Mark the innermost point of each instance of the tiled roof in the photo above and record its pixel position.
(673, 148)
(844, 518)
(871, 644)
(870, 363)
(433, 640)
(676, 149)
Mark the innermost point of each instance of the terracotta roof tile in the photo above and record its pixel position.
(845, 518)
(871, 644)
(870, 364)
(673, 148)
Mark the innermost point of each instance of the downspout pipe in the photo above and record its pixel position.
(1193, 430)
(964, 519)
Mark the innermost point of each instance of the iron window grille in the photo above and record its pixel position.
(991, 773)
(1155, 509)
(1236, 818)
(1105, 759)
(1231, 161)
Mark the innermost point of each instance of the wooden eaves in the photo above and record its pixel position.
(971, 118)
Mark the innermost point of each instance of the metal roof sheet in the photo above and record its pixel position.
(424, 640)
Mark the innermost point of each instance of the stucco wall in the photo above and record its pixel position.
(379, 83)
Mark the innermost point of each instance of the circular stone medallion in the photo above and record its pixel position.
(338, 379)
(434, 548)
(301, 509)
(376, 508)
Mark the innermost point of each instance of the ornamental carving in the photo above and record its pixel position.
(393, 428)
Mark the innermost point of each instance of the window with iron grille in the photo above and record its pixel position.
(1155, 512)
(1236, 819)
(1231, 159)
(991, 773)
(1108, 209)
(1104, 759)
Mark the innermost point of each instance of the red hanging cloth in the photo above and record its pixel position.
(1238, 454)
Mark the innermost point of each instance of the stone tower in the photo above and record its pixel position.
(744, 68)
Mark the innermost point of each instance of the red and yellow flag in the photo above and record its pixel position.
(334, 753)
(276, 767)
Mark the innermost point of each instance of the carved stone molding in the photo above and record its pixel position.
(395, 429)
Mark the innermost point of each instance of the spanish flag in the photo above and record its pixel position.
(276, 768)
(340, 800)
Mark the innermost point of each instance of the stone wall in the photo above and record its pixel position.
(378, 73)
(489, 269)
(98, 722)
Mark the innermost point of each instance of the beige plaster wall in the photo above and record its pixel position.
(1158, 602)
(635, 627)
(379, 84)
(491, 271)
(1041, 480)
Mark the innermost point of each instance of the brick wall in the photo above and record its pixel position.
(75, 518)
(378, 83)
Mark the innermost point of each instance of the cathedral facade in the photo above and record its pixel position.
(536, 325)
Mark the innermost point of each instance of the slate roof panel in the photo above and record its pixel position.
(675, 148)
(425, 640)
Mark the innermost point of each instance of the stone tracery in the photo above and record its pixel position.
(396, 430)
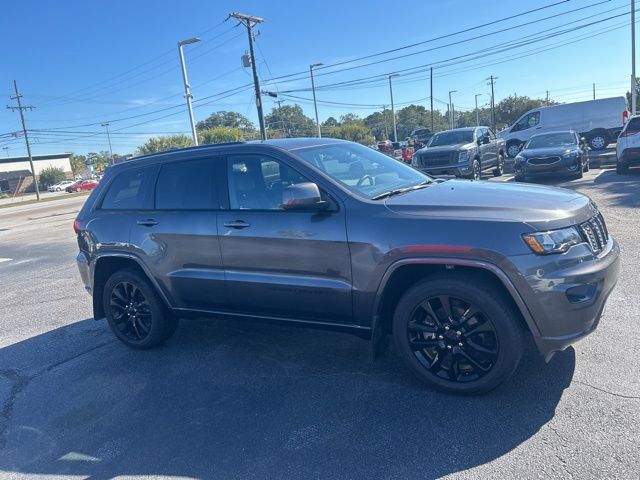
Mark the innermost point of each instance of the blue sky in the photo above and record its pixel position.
(82, 63)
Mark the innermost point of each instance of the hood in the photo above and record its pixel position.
(539, 206)
(548, 152)
(444, 148)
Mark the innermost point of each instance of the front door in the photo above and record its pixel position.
(178, 239)
(281, 263)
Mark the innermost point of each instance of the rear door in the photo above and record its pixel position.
(282, 263)
(178, 239)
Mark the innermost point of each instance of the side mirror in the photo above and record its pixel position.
(303, 196)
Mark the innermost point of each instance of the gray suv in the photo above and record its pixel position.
(331, 234)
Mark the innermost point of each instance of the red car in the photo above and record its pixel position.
(82, 185)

..........

Restate the listing above word for word. Leave the images out.

**Final answer**
Mark the innermost point of each instance of the tiled roof in the photo above and record its pixel position.
(673, 148)
(844, 518)
(871, 644)
(870, 363)
(433, 640)
(676, 149)
Mark the innermost point of each instance of the terracotta roof tile in the photo above and record its pixel position.
(845, 518)
(871, 644)
(870, 364)
(673, 148)
Mark the innermost point of each instance of the downspout pipe in the photo above and record its pixel position.
(1193, 430)
(964, 519)
Mark the innermost point of each instance of the iron window grille in the photo above and record its pixel position.
(991, 773)
(1155, 509)
(1236, 818)
(1105, 759)
(1231, 161)
Mark the innermost point of each instance of the wooden eaves in the photo above and record its pixel position.
(971, 118)
Mark the innermost point of each instance of the metal roof sheet in the photo above and record its pixel position.
(424, 640)
Mark the innermost point of each instance of the stucco wall in the photo above and record its pixel position.
(379, 83)
Mark the innermost point of each instance of the circular stone medallion in the photo above and record its pixel position.
(338, 379)
(434, 548)
(301, 509)
(376, 508)
Mark the innermost point of each instance of the ornamental carving in the photo above and record its pixel position.
(393, 428)
Mark the innermost point of each instance of the window with iron grille in the photo above and record its pixel position.
(1155, 512)
(1236, 819)
(1231, 159)
(991, 773)
(1108, 209)
(1104, 759)
Mark the innermost point of each instance of the red hanging cloth in the photo above and record its pixel position.
(1238, 454)
Mark the innermost point of each instance of the stone tower in the photo above and record its pixel position.
(744, 68)
Mark the innermost point of each instance of the red and yellow flag in the photo above and record its pixel position.
(334, 753)
(276, 767)
Mark the innermost point of each instance of the carved stone molding in the photo above and record its pixel position.
(395, 429)
Mark the innermost point of each instance of the spanish flag in the photo above and record its pixel position.
(276, 768)
(340, 800)
Mark the innermost point of each instance of the stone wall in the photo above and record its pixel position.
(378, 73)
(489, 269)
(98, 722)
Mark the innermost point of each instance of the beige plaster wall in the photo above and record its pixel position.
(1158, 602)
(635, 627)
(379, 84)
(491, 271)
(1041, 480)
Mark the innermost point of each instance of the brick wall in the photo above and record its pixel position.
(75, 518)
(378, 83)
Mark the innermost point of each instance of the cathedral facade in the photo above and record its pixel position.
(536, 325)
Mark the innermost point of each instance of the slate roof panel in the photo above and record its pixel position.
(675, 148)
(425, 640)
Mark the innermost point of each instance of the stone tracery in the photo above and record its pixel position.
(396, 430)
Mark the innermost point of each instance of the blue sky in the photo above and record its pixel position.
(82, 63)
Mark the innermost point of each instance of the hood in the photo above and record its pixel position.
(539, 206)
(548, 152)
(444, 148)
Mark the innermost point of each instance of the front door in the photo above and record its pixel position.
(178, 239)
(281, 263)
Mark the innermost point of each instance of the rear door in the photo above and record its pixel position.
(282, 263)
(178, 239)
Mark the innermost point of each instance of the side mirror in the photo above and record its pixel position.
(303, 196)
Mark the innermost point of each instance of the gray suv in the photo above and record its pixel position.
(331, 234)
Mark the innermost point of each instance of the red car in the photo above and record its pixel position.
(82, 185)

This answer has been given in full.